Your task:
Tally the lines below that contain the word "lichen". Only the number should be returned.

Segment Start: Given data

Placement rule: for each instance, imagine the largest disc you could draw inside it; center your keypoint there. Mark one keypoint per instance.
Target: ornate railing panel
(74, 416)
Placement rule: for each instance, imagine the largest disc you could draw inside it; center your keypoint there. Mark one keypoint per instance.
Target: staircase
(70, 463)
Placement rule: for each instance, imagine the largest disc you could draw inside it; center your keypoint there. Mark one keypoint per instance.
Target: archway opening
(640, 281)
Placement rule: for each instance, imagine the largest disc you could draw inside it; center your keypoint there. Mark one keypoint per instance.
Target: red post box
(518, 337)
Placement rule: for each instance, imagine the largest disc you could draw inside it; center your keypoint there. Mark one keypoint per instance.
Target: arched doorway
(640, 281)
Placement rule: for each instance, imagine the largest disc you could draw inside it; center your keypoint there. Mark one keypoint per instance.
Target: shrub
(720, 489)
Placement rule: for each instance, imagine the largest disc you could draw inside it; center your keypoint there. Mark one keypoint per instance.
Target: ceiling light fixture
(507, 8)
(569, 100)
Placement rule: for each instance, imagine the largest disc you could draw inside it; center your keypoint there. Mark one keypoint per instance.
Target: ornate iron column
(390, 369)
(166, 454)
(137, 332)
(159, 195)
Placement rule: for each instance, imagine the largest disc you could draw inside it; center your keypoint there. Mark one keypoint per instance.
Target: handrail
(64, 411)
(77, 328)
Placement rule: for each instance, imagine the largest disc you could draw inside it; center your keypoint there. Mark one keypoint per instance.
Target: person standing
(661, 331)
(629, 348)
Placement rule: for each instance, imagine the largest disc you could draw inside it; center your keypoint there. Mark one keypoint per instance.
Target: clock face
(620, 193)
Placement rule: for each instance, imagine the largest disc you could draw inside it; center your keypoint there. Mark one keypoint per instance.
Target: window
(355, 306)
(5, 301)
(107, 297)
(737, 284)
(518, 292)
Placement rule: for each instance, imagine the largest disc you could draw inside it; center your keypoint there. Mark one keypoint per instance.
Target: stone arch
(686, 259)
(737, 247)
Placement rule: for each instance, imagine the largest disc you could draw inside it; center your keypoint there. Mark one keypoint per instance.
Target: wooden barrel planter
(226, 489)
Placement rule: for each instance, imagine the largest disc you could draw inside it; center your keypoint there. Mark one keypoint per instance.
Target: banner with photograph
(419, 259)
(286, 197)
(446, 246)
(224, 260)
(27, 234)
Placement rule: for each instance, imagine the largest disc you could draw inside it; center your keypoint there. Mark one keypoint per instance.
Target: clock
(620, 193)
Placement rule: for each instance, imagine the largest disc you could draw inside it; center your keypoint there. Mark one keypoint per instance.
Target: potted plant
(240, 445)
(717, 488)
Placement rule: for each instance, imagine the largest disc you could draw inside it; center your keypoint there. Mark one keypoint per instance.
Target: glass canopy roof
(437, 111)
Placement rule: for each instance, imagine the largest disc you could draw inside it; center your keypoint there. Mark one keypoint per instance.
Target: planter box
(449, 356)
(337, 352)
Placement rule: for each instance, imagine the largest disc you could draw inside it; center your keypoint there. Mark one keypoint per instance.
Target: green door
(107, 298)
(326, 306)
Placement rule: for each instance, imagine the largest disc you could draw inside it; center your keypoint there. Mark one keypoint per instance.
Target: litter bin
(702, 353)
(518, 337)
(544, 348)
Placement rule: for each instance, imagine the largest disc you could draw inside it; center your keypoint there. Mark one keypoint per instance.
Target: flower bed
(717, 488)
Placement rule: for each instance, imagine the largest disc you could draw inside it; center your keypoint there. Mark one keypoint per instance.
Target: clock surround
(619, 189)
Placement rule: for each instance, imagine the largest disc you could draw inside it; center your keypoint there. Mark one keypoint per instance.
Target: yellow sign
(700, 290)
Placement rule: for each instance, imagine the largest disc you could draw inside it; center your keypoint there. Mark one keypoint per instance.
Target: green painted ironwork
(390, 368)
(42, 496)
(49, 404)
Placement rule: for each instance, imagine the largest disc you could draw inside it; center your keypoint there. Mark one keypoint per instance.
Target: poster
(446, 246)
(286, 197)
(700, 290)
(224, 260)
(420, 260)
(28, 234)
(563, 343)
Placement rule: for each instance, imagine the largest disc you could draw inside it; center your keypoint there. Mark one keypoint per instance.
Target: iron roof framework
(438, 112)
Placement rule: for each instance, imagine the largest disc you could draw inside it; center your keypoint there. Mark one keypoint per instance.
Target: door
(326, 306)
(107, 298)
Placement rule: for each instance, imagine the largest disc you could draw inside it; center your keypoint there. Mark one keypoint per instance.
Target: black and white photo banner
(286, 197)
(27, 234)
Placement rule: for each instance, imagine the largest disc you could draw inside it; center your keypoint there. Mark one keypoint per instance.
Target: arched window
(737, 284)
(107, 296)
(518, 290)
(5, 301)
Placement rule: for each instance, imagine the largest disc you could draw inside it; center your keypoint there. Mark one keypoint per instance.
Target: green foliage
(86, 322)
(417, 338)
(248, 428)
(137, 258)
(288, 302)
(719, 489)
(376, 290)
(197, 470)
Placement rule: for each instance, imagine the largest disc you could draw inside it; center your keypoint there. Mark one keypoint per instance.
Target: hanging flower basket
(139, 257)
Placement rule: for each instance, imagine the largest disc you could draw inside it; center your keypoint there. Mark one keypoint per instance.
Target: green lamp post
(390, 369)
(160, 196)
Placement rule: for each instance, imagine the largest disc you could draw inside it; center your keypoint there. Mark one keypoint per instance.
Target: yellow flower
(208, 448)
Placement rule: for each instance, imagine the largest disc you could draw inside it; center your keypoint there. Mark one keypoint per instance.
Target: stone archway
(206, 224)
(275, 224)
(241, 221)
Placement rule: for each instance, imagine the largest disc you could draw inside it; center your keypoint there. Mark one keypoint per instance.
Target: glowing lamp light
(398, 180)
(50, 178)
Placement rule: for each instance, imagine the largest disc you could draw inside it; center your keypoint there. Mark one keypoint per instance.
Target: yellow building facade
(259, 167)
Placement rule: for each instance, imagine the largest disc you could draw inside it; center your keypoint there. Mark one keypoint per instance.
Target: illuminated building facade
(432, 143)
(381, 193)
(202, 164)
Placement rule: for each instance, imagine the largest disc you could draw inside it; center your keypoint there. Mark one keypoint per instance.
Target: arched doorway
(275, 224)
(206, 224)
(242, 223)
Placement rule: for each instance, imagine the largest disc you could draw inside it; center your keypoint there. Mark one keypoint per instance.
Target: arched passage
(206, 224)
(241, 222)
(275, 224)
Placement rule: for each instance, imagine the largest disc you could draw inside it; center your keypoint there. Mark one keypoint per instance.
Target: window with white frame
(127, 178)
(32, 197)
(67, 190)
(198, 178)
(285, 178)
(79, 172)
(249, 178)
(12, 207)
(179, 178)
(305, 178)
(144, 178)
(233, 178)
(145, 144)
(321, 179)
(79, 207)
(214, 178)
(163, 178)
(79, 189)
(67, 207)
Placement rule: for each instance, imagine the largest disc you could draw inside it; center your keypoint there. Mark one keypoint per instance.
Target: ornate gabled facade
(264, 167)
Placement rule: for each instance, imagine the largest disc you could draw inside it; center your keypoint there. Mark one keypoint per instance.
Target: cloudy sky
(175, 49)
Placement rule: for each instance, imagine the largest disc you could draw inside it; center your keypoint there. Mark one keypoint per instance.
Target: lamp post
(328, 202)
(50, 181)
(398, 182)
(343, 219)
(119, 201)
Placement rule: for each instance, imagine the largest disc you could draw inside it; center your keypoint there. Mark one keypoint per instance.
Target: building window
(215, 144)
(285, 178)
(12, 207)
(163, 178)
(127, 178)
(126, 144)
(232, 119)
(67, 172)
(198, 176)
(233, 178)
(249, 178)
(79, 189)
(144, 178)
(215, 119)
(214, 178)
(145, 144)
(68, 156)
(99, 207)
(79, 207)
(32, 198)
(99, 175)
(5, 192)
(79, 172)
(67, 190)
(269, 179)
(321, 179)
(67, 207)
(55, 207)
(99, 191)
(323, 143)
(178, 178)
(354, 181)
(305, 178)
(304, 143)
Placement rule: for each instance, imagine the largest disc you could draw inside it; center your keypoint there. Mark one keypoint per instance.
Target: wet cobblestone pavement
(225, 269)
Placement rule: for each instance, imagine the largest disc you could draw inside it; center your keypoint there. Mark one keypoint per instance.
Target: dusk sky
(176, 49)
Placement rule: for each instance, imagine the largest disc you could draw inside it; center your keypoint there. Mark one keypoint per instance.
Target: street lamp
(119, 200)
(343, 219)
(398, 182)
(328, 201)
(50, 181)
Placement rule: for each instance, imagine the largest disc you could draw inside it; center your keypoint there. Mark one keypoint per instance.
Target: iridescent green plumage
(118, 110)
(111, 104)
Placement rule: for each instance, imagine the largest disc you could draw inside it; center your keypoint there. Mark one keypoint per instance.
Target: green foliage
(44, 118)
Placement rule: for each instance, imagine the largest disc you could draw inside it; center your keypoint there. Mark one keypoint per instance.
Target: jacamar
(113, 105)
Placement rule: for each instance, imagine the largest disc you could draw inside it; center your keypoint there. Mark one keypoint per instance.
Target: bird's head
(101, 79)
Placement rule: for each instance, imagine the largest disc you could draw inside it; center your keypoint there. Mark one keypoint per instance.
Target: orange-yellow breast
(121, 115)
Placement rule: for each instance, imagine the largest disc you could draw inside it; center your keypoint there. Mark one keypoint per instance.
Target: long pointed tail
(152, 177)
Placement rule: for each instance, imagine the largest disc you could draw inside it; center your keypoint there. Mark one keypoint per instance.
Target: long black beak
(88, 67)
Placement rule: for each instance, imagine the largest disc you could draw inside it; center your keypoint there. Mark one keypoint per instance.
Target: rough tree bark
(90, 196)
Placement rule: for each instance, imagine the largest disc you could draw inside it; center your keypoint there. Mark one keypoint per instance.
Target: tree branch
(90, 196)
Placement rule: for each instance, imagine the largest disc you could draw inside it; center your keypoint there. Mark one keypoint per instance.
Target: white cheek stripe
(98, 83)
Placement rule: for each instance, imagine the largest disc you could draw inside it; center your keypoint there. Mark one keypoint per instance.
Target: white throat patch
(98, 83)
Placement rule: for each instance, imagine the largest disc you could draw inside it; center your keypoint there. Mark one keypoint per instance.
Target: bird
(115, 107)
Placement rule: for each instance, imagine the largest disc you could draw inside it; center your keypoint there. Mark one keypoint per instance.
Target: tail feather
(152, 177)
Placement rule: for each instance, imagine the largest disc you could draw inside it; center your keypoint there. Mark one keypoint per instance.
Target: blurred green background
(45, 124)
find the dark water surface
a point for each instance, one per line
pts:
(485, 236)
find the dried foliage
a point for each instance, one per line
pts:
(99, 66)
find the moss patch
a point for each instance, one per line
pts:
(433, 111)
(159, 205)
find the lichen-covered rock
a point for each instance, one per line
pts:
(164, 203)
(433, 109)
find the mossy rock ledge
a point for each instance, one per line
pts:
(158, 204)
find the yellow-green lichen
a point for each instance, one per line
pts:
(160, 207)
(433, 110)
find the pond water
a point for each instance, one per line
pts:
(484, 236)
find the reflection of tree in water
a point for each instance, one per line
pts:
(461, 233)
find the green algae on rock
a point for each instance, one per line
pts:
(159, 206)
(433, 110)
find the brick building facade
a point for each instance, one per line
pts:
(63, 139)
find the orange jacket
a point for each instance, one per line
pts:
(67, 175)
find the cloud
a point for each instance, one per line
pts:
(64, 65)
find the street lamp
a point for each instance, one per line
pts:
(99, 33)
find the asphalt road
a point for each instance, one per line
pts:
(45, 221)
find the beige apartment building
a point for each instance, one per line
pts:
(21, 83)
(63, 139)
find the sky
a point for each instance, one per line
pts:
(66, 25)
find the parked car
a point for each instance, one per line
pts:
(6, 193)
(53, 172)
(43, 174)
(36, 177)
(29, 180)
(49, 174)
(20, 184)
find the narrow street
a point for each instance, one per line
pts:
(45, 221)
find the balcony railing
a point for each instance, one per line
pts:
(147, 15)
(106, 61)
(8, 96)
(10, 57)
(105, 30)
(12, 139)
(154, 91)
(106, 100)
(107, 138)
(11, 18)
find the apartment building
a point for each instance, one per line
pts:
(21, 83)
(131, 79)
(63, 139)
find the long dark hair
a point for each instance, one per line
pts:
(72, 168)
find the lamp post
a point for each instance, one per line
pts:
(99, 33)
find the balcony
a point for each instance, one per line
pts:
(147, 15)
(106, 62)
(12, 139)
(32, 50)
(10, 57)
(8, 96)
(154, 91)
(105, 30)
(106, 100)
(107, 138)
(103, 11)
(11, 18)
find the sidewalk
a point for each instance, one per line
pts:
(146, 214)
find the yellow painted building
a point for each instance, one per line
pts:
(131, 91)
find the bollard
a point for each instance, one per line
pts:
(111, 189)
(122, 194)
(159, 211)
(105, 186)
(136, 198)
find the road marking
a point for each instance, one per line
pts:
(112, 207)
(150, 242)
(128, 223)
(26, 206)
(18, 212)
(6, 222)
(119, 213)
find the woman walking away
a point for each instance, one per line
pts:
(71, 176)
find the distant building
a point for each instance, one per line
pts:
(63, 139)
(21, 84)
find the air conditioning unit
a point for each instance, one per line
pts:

Segment End: Given data

Response to this exercise:
2